- Entries shown
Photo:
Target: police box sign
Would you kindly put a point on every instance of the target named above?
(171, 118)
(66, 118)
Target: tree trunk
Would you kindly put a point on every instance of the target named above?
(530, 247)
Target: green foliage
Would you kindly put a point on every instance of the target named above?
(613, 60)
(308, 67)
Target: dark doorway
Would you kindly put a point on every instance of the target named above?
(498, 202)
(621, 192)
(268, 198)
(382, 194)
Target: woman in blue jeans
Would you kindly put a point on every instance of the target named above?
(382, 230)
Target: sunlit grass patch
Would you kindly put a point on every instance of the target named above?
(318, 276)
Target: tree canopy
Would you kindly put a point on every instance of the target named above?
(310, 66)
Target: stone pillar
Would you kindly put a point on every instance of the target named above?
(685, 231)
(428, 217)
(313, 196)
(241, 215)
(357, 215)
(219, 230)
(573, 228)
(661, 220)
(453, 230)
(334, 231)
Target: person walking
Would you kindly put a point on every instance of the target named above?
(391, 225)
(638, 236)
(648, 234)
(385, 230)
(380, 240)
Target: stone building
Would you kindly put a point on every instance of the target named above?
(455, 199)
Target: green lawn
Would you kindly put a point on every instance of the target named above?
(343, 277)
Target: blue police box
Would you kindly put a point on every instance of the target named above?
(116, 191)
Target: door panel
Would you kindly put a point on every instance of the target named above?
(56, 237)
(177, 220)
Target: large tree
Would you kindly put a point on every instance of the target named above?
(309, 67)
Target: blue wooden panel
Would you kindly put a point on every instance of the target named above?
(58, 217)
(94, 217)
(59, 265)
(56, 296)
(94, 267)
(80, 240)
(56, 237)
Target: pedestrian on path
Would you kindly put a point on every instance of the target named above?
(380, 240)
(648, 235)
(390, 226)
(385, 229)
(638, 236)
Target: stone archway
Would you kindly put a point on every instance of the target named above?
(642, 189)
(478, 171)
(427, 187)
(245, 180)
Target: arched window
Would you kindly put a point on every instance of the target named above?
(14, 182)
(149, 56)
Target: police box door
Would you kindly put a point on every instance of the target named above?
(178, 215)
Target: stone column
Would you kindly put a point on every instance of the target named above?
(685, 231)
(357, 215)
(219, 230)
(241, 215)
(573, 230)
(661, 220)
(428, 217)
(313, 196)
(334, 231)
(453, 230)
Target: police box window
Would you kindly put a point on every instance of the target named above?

- Exercise task
Copy down the material exactly as written.

- Written reply
Photo:
Target: police box sign
Would you kindly put a point on every instance of the target named above?
(171, 118)
(66, 118)
Target: tree trunk
Would you kindly put a point on every instance of the target named above?
(530, 247)
Target: green foliage
Would you kindly put a point on every instance of the target named above?
(613, 60)
(308, 67)
Target: dark doorway
Would you kindly put a point on every instance of the target named above?
(498, 202)
(621, 192)
(268, 198)
(382, 194)
Target: woman in blue jeans
Would you kindly put a point on every instance of the target named above?
(382, 230)
Target: sunlit grass patch
Would you kindly put a point on every instance of the target named above?
(318, 276)
Target: tree canopy
Would you kindly put a point on every instance of the target named above?
(310, 66)
Target: stone pillar
Would you kindly put a point on every instance of the target named above?
(685, 231)
(428, 217)
(313, 196)
(241, 215)
(357, 215)
(219, 230)
(573, 228)
(661, 220)
(453, 230)
(334, 231)
Target: person walking
Would you kindly put a point on every instance of the target named above?
(391, 225)
(638, 236)
(648, 234)
(385, 230)
(380, 240)
Target: stone building
Would you kindly put a point on every instance of the target named above?
(455, 199)
Target: green lawn
Would you kindly put a point on every instance of the target named above?
(343, 277)
Target: blue police box
Would you kindly put a point on every instance of the target named above?
(116, 191)
Target: door panel
Would you kindly put a point on every instance of the target named above?
(56, 237)
(177, 220)
Target: large tree
Would you kindly put a point on every instance of the target named above?
(309, 67)
Target: blue wooden panel
Would you kindly put a point on every instance of the target named above?
(58, 217)
(94, 217)
(59, 265)
(56, 296)
(94, 267)
(80, 240)
(56, 237)
Target: pedestrian on path
Would you kindly put a point on every instance of the target named above?
(380, 240)
(648, 235)
(390, 226)
(385, 229)
(638, 236)
Target: stone archway
Would you kindly put a point on every instance of the target named above?
(642, 189)
(478, 171)
(427, 187)
(245, 180)
Target: arched window
Would you kindly put a point on every instance of the target named above?
(14, 182)
(149, 56)
Target: police box door
Would you kindly put a point on every instance of the target named above?
(178, 215)
Target: stone column
Would you kindly put a point on every instance of the target named above?
(685, 231)
(357, 215)
(219, 230)
(241, 215)
(573, 230)
(661, 220)
(428, 217)
(313, 196)
(334, 231)
(453, 230)
Target: police box window
Would you kindly put a point on every instance of the target named above?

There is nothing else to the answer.